*Your task:* Extract the full set of records that follows, word for word.
━━ Record list ━━
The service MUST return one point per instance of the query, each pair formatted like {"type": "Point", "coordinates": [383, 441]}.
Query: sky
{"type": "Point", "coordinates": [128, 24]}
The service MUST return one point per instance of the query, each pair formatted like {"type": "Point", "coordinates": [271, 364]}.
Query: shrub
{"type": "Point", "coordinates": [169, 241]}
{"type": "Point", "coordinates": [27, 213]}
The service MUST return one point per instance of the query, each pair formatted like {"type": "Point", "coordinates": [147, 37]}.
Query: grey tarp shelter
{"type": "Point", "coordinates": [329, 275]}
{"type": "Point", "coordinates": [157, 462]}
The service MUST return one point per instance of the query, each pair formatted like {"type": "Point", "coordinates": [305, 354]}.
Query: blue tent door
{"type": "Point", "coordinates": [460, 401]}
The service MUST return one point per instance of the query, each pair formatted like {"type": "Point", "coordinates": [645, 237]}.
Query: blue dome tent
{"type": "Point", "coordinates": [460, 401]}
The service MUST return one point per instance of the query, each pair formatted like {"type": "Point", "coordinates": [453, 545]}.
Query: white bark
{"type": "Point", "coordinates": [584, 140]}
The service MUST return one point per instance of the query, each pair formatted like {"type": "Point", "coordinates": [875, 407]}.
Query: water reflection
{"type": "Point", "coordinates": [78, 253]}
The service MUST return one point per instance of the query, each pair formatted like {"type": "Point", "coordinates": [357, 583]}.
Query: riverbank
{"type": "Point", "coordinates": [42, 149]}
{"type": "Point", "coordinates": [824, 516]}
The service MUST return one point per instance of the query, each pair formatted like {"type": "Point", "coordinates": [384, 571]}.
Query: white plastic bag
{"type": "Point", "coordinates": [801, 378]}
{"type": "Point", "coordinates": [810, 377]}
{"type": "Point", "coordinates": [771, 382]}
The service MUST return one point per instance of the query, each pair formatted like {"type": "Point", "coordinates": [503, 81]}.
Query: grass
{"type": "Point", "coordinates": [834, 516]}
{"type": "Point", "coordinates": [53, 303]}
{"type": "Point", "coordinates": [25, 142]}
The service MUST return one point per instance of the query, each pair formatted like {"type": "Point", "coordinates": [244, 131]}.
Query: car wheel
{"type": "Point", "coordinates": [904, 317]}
━━━
*Answer to this exercise:*
The service MUST return one point per instance of the query, each pair formatted like {"type": "Point", "coordinates": [383, 441]}.
Query: sky
{"type": "Point", "coordinates": [128, 24]}
The service MUST return one point per instance of the query, each pair formatted like {"type": "Point", "coordinates": [271, 364]}.
Query: shrub
{"type": "Point", "coordinates": [169, 241]}
{"type": "Point", "coordinates": [27, 213]}
The service MUST return one point per instance of the query, each pair formatted like {"type": "Point", "coordinates": [147, 37]}.
Query: grey tarp shelter
{"type": "Point", "coordinates": [329, 275]}
{"type": "Point", "coordinates": [157, 462]}
The service MUST return one point per instance of the query, each pair formatted like {"type": "Point", "coordinates": [305, 354]}.
Query: blue tent door
{"type": "Point", "coordinates": [460, 401]}
The service MUST return one point per instance of the query, each pair formatted like {"type": "Point", "coordinates": [645, 237]}.
Query: blue dome tent
{"type": "Point", "coordinates": [460, 401]}
The service MUST return one point per instance of the query, each pair formatted like {"type": "Point", "coordinates": [453, 545]}.
Query: white bark
{"type": "Point", "coordinates": [584, 140]}
The service MUST return one point per instance of the query, each pair formatted like {"type": "Point", "coordinates": [875, 407]}.
Query: water reflection
{"type": "Point", "coordinates": [78, 253]}
The service MUST return one point per instance of the query, each pair formatted like {"type": "Point", "coordinates": [357, 583]}.
Query: riverbank
{"type": "Point", "coordinates": [42, 149]}
{"type": "Point", "coordinates": [824, 516]}
The service MUST return one point per instance of the query, each pair formatted like {"type": "Point", "coordinates": [384, 571]}.
Query: white plastic bag
{"type": "Point", "coordinates": [801, 378]}
{"type": "Point", "coordinates": [810, 377]}
{"type": "Point", "coordinates": [771, 382]}
The service MUST return one point per instance of the query, each pair formatted like {"type": "Point", "coordinates": [503, 81]}.
Query: grass
{"type": "Point", "coordinates": [834, 516]}
{"type": "Point", "coordinates": [53, 303]}
{"type": "Point", "coordinates": [25, 142]}
The service MUST return one point per instance of the query, each pair formatted like {"type": "Point", "coordinates": [244, 131]}.
Query: car wheel
{"type": "Point", "coordinates": [904, 317]}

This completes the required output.